> _About this exercise_
What are the lines from the top of the entries through the one with "point: rear wheel"? Write them out exactly, with no pictures.

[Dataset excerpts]
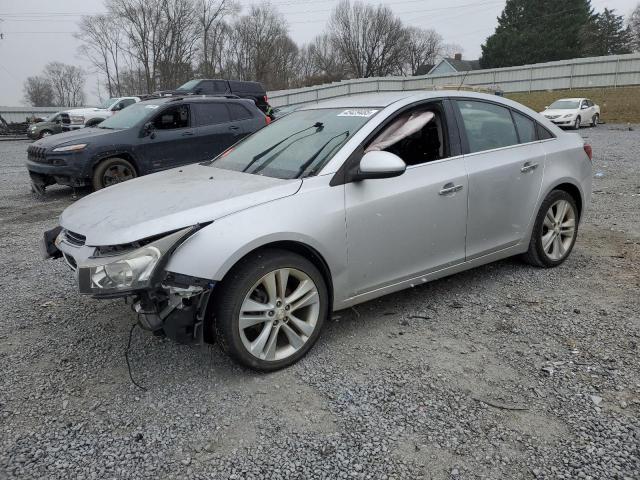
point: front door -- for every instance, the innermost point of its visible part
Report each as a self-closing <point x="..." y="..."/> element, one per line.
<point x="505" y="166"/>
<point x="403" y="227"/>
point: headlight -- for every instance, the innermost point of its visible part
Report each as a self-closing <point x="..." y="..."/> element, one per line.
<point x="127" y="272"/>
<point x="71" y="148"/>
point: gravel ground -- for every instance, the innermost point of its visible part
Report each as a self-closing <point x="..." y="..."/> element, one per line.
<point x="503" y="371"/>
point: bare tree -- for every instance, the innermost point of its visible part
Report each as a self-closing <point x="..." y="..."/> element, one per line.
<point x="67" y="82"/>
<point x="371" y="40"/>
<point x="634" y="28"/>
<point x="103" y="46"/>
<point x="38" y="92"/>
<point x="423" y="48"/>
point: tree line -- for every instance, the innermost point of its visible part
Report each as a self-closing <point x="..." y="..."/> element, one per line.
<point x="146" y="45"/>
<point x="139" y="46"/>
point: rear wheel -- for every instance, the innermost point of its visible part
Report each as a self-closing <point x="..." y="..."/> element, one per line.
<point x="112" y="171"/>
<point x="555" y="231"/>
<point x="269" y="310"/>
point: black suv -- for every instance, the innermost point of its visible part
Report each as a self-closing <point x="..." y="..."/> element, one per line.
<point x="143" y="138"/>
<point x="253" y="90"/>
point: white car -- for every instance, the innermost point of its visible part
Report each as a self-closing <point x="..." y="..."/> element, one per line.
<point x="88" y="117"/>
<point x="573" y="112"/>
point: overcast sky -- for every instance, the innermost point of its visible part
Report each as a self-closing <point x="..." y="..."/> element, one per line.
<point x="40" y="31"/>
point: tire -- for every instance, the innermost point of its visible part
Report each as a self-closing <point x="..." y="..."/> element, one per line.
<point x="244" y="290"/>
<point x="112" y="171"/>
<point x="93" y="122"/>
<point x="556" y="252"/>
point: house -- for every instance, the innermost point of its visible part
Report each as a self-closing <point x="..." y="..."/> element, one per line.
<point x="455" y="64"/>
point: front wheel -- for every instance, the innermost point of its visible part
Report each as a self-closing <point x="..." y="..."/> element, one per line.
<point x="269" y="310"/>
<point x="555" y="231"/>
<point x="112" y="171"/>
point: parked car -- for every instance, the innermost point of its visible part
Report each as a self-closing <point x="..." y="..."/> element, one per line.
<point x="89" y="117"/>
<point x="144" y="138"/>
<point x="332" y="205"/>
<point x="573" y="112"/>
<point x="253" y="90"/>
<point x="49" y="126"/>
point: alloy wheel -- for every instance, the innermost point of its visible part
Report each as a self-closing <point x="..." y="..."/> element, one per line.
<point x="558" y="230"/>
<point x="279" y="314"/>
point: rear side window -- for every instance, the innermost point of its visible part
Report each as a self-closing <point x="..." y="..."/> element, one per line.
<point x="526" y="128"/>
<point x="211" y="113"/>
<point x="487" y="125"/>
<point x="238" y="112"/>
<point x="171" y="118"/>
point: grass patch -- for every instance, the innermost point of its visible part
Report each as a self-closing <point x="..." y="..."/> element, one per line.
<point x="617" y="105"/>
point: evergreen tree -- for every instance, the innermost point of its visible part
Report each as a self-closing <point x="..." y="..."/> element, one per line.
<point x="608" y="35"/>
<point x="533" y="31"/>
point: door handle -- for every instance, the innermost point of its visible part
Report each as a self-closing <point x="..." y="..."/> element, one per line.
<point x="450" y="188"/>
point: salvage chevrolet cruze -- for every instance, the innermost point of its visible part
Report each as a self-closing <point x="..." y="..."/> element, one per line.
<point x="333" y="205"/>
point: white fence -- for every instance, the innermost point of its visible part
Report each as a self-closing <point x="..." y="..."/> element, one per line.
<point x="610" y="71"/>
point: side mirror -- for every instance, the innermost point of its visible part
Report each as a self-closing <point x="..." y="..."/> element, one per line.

> _Output of the exercise_
point: front door -- for every instance, the innermost point of its visible part
Report each as a self-closing <point x="..." y="..."/> element, one per line.
<point x="505" y="166"/>
<point x="403" y="227"/>
point: headlight -- for every instance, the innermost point of its visible part
Report each as a self-closing <point x="..." y="..."/> element, one per line.
<point x="127" y="272"/>
<point x="71" y="148"/>
point: gravel ground -- for every instance, the innermost point of its visible part
Report each as a self-closing <point x="..." y="..."/> element, one per line.
<point x="503" y="371"/>
point: bare tree -- for every instance, the innermost point of its visible part
Report each as a self-closing <point x="..." y="..."/> element, one per line.
<point x="67" y="82"/>
<point x="371" y="40"/>
<point x="634" y="28"/>
<point x="103" y="46"/>
<point x="38" y="92"/>
<point x="423" y="48"/>
point: tree line -- for every instance, the innermost point of its visible part
Report each as a self-closing <point x="..." y="..."/> element, one per line.
<point x="146" y="45"/>
<point x="139" y="46"/>
point: rear wheel -- for every instance, the innermost point of its visible part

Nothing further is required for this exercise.